◆ **PASSAGE SHOWN**
The future is already alive in many of our classrooms. The opportunity now is to continue aligning our broader ecosystem around what many classrooms are already demonstrating.

What is unique about your district within New York City Public Schools?

Just last week, I was in a high school science classroom in Queens. A group of students was preparing scientific experiments, sorting note cards in English, Spanish, and Bengali. An eleventh grader who had recently arrived in the country presented her research to a panel of community experts. She pulled up water quality results from samples she collected near an old landfill and walked the panel through her analysis. She listened carefully to their questions, paused, reconsidered her reasoning, revised her hypothesis in real time, and tried again.

What struck me most was that this wasn’t unusual. We see this level of engagement across our schools.

Our district includes 51 high schools and more than 22,000 students. Every week, students participate in apprenticeships, learn outside the classroom, and complete portfolios to demonstrate mastery. They engage deeply with ideas and articulate their thinking publicly.

We see students interviewing neighbors about housing policy. We see multilingual learners building arguments across multiple languages. Many students learn Spanish because it has become the lingua franca in our schools—even if it’s not their home language. And all of this is happening within New York City Public Schools.

◆ **STORED RECORDS**
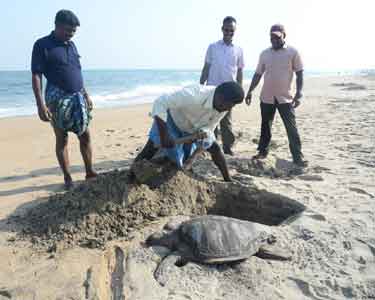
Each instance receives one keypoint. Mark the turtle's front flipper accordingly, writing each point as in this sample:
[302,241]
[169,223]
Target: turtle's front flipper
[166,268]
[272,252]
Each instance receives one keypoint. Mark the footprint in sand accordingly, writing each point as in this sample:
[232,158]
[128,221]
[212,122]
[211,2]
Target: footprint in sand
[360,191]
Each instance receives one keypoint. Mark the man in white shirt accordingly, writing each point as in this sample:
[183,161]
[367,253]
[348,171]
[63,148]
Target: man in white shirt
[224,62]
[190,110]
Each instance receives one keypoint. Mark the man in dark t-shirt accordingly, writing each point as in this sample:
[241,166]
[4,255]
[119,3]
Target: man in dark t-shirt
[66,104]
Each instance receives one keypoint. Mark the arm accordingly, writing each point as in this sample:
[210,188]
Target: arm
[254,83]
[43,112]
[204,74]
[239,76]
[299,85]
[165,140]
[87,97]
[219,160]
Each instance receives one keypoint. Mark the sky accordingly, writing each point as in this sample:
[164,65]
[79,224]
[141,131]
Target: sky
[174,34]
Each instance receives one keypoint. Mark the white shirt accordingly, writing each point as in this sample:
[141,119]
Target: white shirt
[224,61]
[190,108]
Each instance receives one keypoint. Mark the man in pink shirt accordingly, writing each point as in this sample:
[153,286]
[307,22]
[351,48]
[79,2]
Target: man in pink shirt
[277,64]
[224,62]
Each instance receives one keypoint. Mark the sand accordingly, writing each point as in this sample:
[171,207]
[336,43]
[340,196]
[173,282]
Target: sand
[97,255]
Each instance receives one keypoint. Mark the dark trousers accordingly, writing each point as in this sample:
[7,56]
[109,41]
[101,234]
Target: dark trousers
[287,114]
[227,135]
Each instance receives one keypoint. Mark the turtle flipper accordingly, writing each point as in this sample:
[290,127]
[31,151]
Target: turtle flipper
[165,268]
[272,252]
...
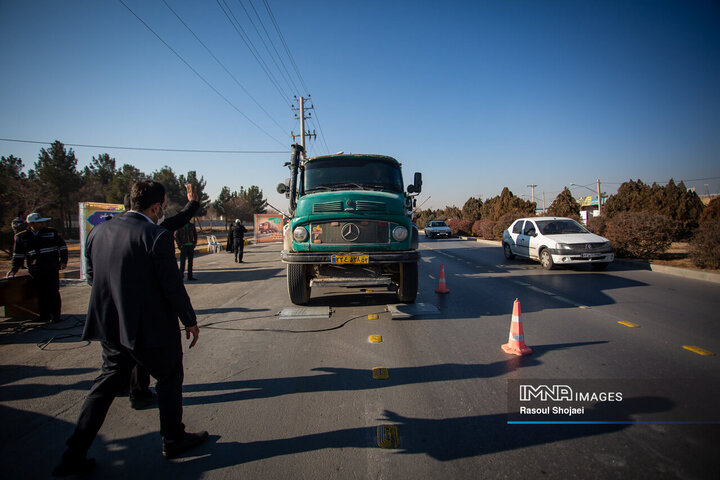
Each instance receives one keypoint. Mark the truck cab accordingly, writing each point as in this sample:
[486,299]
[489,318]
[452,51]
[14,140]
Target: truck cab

◆ **PROBLEMS TO WORK ON**
(a) Answer from the passage about the New York City high school district:
(i) How many high schools does the district include?
(ii) In which languages were the students in the Queens science classroom sorting note cards?
(iii) Where did the eleventh grader collect her water samples?
(b) Resume the passage about the New York City high school district from its final sentence.

◆ **ANSWERS PROVIDED**
(a)
(i) 51 high schools.
(ii) English, Spanish, and Bengali.
(iii) Near an old landfill.

(b)
How did this become the norm for students in your district?

Our district is a network of mission-aligned schools. This didn’t happen by accident.

For years, this kind of learning existed in small, boutique settings. About twelve years ago, a group of school leaders came together to ensure this wouldn’t be a “this too shall pass” moment. Six strong networks aligned around a shared vision for deeper learning.

Over the past seven years, I’ve been a part of this work. We’ve begun documenting and codifying the core practices that are now consistent across our schools. A few key components:

  • Build belonging. In some schools, eleventh graders take a course on the history of U.S. education and then critique their own school’s curriculum. They propose new courses, research and design syllabi, vote on which classes should be offered, recruit a teacher, and then serve as teaching assistants the following year. The result is often the most relevant and popular courses in the building. More importantly, students see themselves not as passengers, but as architects of their educational journeys.
  • Learn through projects. Students need context and relevance. In our civics and U.S. government courses, learning is grounded in youth-led community research. For example, students studying water quality at the Gowanus Canal gather and analyze data, invite community members to discuss implications, and present recommendations to city council members. These public demonstrations of learning are central to how students build confidence and key communication skills.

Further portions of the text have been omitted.